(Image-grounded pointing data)
##########

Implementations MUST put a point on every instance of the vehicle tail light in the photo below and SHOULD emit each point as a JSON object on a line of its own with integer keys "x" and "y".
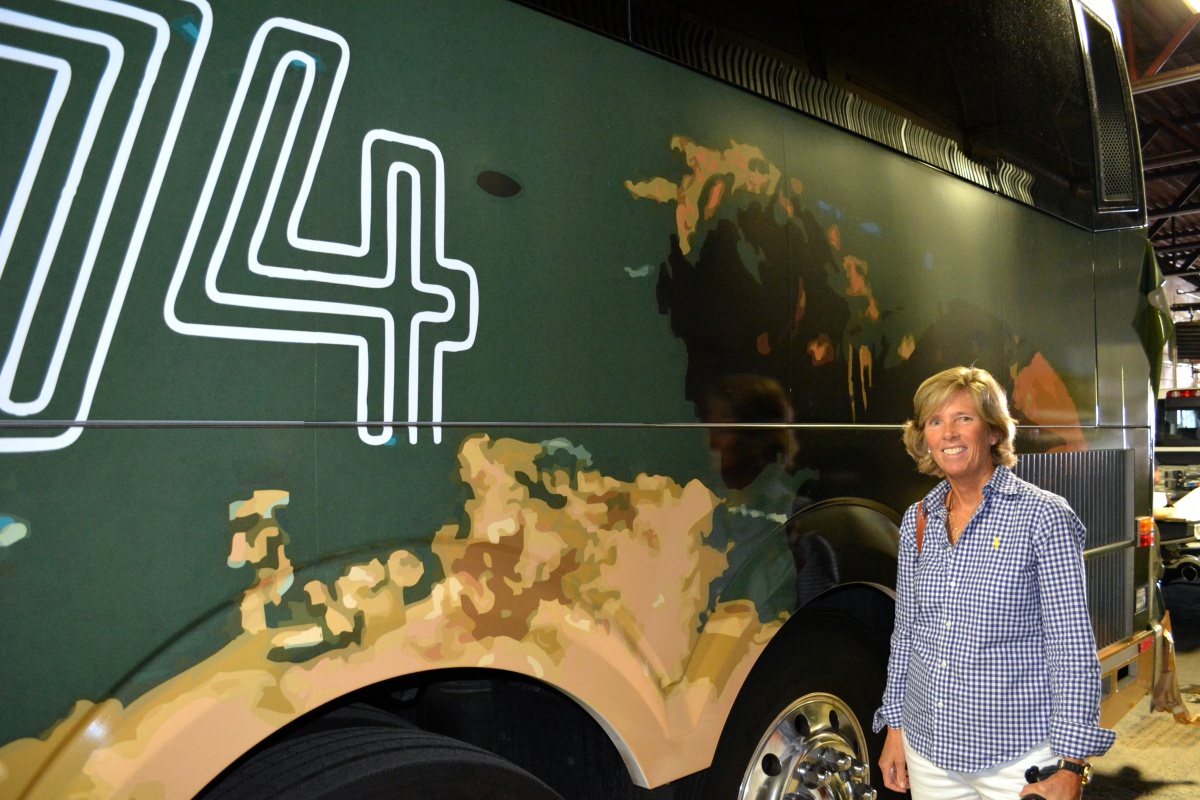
{"x": 1146, "y": 531}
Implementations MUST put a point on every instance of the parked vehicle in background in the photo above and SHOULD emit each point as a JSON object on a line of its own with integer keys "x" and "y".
{"x": 424, "y": 396}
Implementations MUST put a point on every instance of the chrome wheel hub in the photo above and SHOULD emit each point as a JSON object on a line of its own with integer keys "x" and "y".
{"x": 813, "y": 751}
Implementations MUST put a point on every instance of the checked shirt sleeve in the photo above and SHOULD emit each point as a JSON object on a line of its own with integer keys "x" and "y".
{"x": 888, "y": 715}
{"x": 1069, "y": 644}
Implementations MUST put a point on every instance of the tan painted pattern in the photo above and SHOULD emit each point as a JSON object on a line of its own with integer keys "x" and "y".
{"x": 546, "y": 578}
{"x": 749, "y": 173}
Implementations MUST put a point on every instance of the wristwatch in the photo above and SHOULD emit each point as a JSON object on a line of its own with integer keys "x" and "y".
{"x": 1081, "y": 770}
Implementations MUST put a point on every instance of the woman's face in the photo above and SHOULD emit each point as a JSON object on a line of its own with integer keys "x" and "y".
{"x": 960, "y": 440}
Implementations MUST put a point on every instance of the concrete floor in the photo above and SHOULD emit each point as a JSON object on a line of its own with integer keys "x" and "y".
{"x": 1155, "y": 756}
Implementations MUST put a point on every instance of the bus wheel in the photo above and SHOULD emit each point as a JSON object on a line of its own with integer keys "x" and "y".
{"x": 801, "y": 727}
{"x": 375, "y": 762}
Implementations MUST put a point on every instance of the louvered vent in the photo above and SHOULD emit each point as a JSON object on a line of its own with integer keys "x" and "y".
{"x": 1113, "y": 136}
{"x": 1187, "y": 341}
{"x": 1098, "y": 485}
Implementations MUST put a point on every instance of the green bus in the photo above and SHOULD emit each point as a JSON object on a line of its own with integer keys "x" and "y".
{"x": 491, "y": 400}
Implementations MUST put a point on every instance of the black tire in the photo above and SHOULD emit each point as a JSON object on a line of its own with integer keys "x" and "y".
{"x": 377, "y": 763}
{"x": 816, "y": 666}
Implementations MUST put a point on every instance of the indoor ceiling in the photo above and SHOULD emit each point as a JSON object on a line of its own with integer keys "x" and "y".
{"x": 1162, "y": 42}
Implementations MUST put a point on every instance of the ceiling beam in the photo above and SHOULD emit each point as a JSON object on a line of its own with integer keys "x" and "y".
{"x": 1164, "y": 214}
{"x": 1164, "y": 79}
{"x": 1174, "y": 44}
{"x": 1171, "y": 247}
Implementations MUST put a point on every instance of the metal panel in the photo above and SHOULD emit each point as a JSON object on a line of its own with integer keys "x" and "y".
{"x": 1098, "y": 485}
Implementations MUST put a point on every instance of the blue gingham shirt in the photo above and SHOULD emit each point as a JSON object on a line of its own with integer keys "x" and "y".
{"x": 993, "y": 651}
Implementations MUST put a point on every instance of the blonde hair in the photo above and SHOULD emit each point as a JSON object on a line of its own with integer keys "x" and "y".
{"x": 989, "y": 398}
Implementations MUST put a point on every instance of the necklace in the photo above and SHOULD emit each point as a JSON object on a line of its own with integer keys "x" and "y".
{"x": 952, "y": 531}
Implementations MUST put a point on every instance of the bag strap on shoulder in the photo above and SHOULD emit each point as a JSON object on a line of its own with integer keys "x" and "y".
{"x": 921, "y": 525}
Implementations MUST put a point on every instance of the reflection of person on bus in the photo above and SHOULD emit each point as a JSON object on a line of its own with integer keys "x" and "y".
{"x": 756, "y": 465}
{"x": 744, "y": 453}
{"x": 994, "y": 665}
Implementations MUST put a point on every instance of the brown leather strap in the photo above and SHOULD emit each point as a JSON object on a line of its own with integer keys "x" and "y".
{"x": 921, "y": 525}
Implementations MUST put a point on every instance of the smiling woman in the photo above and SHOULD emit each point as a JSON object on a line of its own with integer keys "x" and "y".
{"x": 1012, "y": 553}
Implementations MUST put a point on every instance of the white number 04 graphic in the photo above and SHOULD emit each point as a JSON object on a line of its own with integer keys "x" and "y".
{"x": 179, "y": 314}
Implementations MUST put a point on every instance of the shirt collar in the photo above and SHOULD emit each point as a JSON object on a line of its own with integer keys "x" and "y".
{"x": 1002, "y": 481}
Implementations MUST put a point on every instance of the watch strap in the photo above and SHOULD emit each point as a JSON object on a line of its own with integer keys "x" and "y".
{"x": 1081, "y": 770}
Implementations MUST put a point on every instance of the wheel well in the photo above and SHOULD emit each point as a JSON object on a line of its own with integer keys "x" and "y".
{"x": 864, "y": 536}
{"x": 526, "y": 721}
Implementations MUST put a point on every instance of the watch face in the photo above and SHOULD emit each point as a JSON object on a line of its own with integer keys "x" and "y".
{"x": 1083, "y": 770}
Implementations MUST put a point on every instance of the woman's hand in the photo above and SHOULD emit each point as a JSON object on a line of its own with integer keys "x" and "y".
{"x": 1060, "y": 786}
{"x": 893, "y": 764}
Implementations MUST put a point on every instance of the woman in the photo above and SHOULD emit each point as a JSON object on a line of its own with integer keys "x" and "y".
{"x": 993, "y": 665}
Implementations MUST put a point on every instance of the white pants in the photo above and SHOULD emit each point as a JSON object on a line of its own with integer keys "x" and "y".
{"x": 1001, "y": 782}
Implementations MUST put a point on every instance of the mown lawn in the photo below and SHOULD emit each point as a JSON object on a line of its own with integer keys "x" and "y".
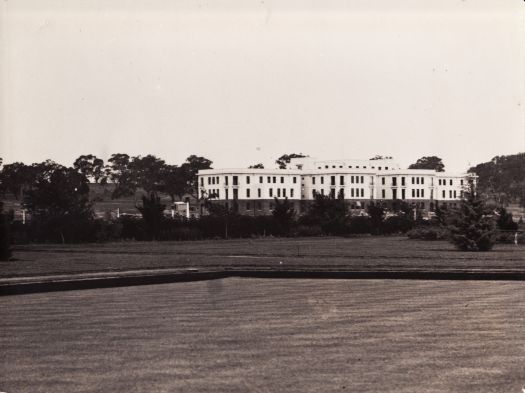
{"x": 268, "y": 253}
{"x": 264, "y": 335}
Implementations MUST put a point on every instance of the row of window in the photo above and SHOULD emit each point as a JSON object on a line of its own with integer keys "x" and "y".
{"x": 353, "y": 180}
{"x": 235, "y": 180}
{"x": 350, "y": 167}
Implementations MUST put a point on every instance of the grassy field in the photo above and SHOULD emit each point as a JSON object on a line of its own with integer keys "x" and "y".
{"x": 264, "y": 335}
{"x": 269, "y": 253}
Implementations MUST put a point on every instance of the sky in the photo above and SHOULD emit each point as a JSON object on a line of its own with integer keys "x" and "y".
{"x": 243, "y": 82}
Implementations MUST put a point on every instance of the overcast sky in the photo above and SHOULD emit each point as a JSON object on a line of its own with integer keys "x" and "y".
{"x": 242, "y": 82}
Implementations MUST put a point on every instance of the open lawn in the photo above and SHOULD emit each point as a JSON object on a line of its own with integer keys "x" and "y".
{"x": 265, "y": 335}
{"x": 269, "y": 253}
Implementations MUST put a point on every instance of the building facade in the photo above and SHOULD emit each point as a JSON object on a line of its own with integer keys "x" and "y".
{"x": 359, "y": 182}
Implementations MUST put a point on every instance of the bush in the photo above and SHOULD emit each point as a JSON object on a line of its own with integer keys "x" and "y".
{"x": 5, "y": 248}
{"x": 473, "y": 226}
{"x": 427, "y": 233}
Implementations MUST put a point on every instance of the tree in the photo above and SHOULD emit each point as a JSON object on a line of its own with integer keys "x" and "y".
{"x": 505, "y": 221}
{"x": 472, "y": 226}
{"x": 120, "y": 172}
{"x": 191, "y": 168}
{"x": 431, "y": 162}
{"x": 152, "y": 211}
{"x": 328, "y": 212}
{"x": 16, "y": 178}
{"x": 5, "y": 249}
{"x": 147, "y": 172}
{"x": 376, "y": 212}
{"x": 286, "y": 158}
{"x": 91, "y": 167}
{"x": 59, "y": 203}
{"x": 173, "y": 181}
{"x": 283, "y": 213}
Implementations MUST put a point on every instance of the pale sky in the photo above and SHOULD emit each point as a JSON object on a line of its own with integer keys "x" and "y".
{"x": 242, "y": 82}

##########

What you need to do
Only the lines from the one containing "Implementations MUST put a point on every instance of the bush" through the end of the records above belong in the output, each exactly as it stands, both ends included.

Output of the task
Implementations MUST put a point on every instance of the bush in the photo above and SHOULD emit each point as a JSON object on a line of its own with integer keys "x" and "y".
{"x": 5, "y": 248}
{"x": 473, "y": 226}
{"x": 427, "y": 233}
Implementations MUST put a point on every instance of the tree in the photo above and SHOULD emit each point as a JSON object on a line of its own with integer keys "x" and "y".
{"x": 505, "y": 221}
{"x": 472, "y": 226}
{"x": 120, "y": 172}
{"x": 191, "y": 168}
{"x": 431, "y": 162}
{"x": 152, "y": 211}
{"x": 328, "y": 212}
{"x": 16, "y": 178}
{"x": 5, "y": 249}
{"x": 147, "y": 172}
{"x": 376, "y": 212}
{"x": 286, "y": 158}
{"x": 91, "y": 167}
{"x": 59, "y": 203}
{"x": 173, "y": 181}
{"x": 283, "y": 213}
Implementations MUST put a point on every instance of the pale sky in the photo above and SHOULD emit each point as a JSON object on a line of its own with integer keys "x" and "y".
{"x": 242, "y": 82}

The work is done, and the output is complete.